▸ Work to be completed
From the passage on machine intelligence below, extract word for word the stretch from "Since brains are" through "of intelligent systems.".
━━ Passage for review
For all its promise and successes, AI has hardly revolutionized the world.
Machines have done surprising things, but they still don't think in a flexible,
open-ended way. Why has success been so limited?
One reason is elementary: as robotics researcher Hans
Moravec of Carnegie-Mellon University has noted, for most of its history,
AI research has attempted to embody human-like intelligence in computers
with no more raw computational power than the brain of an insect. Knowing
as little as we do about the requirements for intelligence, it makes sense
to try to embody it in novel and efficient ways. But if one fails to make
an insect's worth of computer behave with human intelligence--well, it's
certainly no surprise.
Machine capacity has increased exponentially for several decades, and if
trends continue, it will match the human brain (in terms of raw capacity,
not necessarily of intelligence!) in a few more decades. Meanwhile, researchers
work with machines that are typically in the sub-microbrain range. What
are the prospects for getting intelligent behavior from near-term machines?
If machine intelligence should require slavish imitation of brain activity
at the neural level, then machine intelligence will be a long time coming.
Since brains are the only known systems with general intelligence, this
is the proper conservative assumption, which I made for the sake
of argument at one point in Engines
of Creation. Nonetheless, just as assemblers will enable construction
of many materials and devices that biological evolution never stumbled across,
so human programmers may be able to build novel kinds of intelligent systems.
Here we cannot be so sure as in nanotechnology, since here we do not know
what to build, yet novel systems seem plausible. It is, I believe, reasonable
to speculate that there exist forms of spontaneous order in neural-style
systems that were never tested by evolution--indeed, that may make little
biological sense--and that some of these are orders of magnitude better
(in speed of learning, efficiency of computation, or similar measures) than
today's biological systems. Stepping outside the neural realm for a moment,
Steve Omohundro
(see above) has found algorithms that outperform conventional neural networks
in certain learning and mapping tasks by factors of millions or trillions.
━━━━
━━ Material provided
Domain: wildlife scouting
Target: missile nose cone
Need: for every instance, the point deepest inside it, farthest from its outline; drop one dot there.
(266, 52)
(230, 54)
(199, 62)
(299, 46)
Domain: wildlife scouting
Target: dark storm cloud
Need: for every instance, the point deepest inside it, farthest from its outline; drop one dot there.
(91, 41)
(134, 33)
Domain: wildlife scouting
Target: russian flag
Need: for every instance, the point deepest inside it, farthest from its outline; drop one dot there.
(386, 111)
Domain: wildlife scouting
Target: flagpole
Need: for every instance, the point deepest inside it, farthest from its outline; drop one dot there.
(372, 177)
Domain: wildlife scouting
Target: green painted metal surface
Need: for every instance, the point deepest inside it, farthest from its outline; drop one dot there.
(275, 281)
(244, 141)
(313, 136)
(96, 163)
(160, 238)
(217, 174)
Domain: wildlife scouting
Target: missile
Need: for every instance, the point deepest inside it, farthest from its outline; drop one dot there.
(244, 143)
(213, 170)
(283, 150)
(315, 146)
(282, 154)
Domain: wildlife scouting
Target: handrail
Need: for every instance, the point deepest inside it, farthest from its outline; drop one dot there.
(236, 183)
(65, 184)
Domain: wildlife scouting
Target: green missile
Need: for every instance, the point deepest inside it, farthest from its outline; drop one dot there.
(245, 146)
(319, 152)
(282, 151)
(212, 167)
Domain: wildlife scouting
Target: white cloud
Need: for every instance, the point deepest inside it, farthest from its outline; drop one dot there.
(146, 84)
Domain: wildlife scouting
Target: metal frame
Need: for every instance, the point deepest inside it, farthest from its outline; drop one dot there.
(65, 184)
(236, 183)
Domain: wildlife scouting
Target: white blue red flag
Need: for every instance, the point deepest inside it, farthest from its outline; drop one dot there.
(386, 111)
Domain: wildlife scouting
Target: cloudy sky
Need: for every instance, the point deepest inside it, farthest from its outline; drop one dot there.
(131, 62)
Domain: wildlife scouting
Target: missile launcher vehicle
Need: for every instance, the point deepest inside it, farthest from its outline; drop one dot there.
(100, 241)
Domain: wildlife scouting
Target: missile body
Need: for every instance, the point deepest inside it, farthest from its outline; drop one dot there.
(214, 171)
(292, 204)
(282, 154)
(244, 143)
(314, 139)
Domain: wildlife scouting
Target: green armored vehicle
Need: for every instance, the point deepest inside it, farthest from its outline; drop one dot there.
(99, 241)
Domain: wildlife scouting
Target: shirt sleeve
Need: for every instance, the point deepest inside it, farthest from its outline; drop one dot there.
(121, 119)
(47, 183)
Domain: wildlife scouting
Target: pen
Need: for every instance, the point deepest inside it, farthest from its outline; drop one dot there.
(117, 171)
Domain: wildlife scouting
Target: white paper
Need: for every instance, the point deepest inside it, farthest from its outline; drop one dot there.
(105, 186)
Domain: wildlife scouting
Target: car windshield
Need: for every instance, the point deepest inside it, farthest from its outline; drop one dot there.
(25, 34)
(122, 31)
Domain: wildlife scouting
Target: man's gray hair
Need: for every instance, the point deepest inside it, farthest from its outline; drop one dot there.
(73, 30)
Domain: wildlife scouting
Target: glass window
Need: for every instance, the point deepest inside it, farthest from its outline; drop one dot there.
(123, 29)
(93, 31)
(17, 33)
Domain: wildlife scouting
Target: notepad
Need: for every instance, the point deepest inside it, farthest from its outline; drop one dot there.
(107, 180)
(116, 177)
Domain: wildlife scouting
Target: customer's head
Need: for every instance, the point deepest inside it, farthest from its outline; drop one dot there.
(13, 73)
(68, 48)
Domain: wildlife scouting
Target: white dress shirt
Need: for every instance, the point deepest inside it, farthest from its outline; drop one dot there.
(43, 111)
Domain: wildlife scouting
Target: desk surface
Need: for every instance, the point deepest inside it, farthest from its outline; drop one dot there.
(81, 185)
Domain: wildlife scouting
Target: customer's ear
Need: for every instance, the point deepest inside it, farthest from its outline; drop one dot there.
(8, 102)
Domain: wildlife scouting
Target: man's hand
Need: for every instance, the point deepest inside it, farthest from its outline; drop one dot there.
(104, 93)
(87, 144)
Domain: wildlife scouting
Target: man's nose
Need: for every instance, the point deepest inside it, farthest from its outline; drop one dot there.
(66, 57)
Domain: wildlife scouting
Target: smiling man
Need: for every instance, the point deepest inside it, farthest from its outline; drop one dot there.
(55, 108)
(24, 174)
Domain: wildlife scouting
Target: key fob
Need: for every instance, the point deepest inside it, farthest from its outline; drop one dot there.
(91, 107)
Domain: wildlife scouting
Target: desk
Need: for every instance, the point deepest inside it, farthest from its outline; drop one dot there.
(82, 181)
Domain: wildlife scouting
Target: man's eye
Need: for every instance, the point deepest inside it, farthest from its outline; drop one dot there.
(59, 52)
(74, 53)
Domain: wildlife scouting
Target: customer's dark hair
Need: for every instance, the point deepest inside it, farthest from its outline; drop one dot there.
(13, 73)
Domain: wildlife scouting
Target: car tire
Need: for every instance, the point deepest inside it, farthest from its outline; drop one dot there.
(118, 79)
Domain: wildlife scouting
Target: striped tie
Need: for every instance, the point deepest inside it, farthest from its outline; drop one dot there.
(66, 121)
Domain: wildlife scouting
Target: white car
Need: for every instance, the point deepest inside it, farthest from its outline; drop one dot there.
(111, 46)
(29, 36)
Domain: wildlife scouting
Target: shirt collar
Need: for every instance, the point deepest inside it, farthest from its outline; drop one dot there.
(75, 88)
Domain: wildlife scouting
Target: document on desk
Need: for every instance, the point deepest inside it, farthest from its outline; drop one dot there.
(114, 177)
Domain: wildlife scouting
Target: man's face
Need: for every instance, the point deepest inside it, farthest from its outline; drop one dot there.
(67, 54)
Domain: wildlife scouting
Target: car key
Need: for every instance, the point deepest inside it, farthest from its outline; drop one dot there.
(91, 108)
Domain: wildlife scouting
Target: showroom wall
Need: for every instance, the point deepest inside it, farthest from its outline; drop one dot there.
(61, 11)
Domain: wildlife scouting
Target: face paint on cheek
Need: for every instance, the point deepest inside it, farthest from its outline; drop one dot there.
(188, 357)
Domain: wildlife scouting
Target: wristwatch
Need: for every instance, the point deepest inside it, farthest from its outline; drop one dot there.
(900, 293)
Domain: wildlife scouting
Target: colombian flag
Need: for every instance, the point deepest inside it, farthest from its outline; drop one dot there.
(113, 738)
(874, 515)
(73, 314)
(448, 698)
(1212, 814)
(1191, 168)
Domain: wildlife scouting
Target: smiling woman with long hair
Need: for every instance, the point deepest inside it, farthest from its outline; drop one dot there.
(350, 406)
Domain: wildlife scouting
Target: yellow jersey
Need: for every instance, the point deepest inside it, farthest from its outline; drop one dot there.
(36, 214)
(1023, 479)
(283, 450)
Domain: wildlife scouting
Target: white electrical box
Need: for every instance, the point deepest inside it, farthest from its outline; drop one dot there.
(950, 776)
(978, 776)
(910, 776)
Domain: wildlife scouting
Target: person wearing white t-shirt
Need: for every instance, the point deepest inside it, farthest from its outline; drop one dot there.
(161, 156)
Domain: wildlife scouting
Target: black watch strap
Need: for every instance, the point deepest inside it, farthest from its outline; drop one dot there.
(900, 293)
━━━━
▸ Output for this exercise
Since brains are the only known systems with general intelligence, this
is the proper conservative assumption, which I made for the sake
of argument at one point in Engines
of Creation. Nonetheless, just as assemblers will enable construction
of many materials and devices that biological evolution never stumbled across,
so human programmers may be able to build novel kinds of intelligent systems.